> GIVEN PASSAGE
▼▼▼

Designed to detect sharks in the water: The "Clever Buoy" uses sonar to detect objects over 2 metres in length. Photo: Supplied
Shark nets and aerial searches to protect the nation’s beachgoers may become costly relics of the past if digital technology able to detect the potentially menacing creatures succeeds.
Dubbed the “Clever Buoy”, the floats use sonar devices to search for objects of greater than two metres in length approaching within about 60 metres. If confirmed as a shark, the device will send an alert via satellite to beach-based lifeguards who would then evacuate swimmers.
Shark Mitigation Services (SMS), which has tested the technology at the Sydney Aquarium and at the remote Abrolhos Islands off the WA coast, hopes to release commercial versions by the middle of next year.
“It’s like face-recognition software,” said Hamish Jolly, a director of the company. “We can teach the software to look for the unique characteristics that we see in large sharks swimming.”

▲▲▲

> CHECK YOUR UNDERSTANDING
A) List every place named in the shark buoy article.
B) According to the shark buoy article, how will the device let lifeguards know that a shark has been confirmed?
You won't need the entries to do this.

> MATERIAL SHOWN

▼▼▼

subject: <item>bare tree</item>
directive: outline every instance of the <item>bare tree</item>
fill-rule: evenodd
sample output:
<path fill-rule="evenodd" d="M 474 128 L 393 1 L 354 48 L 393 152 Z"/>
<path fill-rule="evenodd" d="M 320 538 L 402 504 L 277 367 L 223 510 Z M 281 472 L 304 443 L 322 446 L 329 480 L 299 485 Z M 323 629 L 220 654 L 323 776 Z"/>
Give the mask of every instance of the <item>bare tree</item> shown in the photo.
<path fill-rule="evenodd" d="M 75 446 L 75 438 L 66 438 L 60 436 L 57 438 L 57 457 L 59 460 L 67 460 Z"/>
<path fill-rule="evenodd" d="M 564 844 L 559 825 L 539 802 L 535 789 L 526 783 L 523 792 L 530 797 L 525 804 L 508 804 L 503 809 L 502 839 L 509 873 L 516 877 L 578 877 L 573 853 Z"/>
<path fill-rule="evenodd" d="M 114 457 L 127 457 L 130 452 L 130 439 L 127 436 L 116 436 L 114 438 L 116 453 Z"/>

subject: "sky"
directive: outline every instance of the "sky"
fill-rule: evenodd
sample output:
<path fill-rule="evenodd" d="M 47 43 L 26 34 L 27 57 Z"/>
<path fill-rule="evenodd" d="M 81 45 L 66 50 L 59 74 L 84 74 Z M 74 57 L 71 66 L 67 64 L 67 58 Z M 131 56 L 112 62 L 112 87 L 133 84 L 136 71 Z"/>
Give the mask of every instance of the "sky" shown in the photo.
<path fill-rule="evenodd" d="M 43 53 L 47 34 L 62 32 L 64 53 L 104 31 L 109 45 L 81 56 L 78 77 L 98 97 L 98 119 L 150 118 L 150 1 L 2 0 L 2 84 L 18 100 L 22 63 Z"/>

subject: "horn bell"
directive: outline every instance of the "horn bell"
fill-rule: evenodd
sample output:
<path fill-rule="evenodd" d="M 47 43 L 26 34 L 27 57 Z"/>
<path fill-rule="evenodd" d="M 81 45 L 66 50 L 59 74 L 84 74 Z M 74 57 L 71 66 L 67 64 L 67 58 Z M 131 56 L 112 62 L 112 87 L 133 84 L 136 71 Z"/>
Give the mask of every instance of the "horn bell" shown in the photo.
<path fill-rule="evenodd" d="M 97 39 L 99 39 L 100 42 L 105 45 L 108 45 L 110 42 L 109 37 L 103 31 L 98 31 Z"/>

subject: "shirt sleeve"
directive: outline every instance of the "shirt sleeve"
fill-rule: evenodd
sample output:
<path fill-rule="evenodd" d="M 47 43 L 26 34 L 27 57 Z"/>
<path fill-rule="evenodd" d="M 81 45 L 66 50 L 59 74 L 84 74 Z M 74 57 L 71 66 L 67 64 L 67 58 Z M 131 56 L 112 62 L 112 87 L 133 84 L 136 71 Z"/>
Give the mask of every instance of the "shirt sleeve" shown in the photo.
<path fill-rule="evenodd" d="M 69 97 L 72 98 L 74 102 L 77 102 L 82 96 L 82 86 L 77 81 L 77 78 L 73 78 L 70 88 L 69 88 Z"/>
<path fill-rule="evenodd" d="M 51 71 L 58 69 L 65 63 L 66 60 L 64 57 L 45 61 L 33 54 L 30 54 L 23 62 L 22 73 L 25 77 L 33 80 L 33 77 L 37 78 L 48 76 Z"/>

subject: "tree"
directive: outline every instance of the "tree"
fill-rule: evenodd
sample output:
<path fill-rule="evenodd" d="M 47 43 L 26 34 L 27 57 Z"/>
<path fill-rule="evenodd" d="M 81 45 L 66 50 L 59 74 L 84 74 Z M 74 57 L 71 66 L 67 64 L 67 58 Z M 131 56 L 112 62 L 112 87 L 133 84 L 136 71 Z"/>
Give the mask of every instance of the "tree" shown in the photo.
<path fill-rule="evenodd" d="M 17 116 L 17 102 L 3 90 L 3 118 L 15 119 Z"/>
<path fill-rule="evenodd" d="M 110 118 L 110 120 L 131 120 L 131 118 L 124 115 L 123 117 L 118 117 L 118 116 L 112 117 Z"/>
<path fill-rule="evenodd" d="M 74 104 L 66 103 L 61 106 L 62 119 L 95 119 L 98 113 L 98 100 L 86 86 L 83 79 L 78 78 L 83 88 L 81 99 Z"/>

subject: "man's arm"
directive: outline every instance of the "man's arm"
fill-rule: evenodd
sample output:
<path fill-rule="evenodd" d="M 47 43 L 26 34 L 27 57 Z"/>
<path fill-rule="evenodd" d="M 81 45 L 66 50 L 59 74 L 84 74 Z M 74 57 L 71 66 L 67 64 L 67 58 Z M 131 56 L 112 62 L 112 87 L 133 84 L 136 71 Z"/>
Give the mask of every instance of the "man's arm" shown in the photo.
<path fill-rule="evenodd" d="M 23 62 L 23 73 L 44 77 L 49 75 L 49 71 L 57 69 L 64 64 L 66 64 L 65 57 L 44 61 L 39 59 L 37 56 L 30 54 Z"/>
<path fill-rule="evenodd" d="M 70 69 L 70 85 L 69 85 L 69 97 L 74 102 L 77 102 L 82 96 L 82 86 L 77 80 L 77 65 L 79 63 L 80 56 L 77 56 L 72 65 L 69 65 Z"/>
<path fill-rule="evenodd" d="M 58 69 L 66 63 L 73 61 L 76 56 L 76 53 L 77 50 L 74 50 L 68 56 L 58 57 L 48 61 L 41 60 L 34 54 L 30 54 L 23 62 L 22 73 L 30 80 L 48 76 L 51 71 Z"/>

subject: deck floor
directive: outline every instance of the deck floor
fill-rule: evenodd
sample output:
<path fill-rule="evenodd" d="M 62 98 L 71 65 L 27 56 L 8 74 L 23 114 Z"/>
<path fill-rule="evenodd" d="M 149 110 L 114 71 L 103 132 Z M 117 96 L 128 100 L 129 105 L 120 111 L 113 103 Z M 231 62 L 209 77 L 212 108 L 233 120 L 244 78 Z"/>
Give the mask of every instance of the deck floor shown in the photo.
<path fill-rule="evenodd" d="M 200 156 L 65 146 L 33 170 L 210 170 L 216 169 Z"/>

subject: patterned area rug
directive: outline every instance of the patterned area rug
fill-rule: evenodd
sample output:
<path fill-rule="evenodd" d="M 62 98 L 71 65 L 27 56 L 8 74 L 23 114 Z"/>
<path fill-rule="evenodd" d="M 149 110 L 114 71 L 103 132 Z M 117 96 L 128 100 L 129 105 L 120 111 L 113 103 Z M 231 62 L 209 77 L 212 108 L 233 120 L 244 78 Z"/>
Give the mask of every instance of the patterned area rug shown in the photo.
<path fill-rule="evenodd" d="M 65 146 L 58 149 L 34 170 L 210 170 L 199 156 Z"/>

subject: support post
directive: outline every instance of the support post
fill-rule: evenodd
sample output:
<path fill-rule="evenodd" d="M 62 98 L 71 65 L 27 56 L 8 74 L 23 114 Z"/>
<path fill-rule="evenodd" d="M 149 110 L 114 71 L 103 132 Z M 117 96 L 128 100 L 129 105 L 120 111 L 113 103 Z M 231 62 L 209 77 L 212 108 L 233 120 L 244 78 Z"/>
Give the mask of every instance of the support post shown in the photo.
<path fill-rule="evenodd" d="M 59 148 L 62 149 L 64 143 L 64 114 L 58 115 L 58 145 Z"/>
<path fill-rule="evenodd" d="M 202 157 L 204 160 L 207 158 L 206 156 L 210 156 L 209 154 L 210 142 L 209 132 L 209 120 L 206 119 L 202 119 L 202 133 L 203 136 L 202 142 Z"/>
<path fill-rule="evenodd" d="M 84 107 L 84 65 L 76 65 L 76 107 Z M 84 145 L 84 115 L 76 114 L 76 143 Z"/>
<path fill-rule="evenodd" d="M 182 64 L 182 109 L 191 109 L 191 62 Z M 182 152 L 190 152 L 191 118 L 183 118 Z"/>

▲▲▲

> ANSWERS PER TASK
A) Sydney Aquarium, the Abrolhos Islands, the WA coast

B) It sends them an alert by satellite.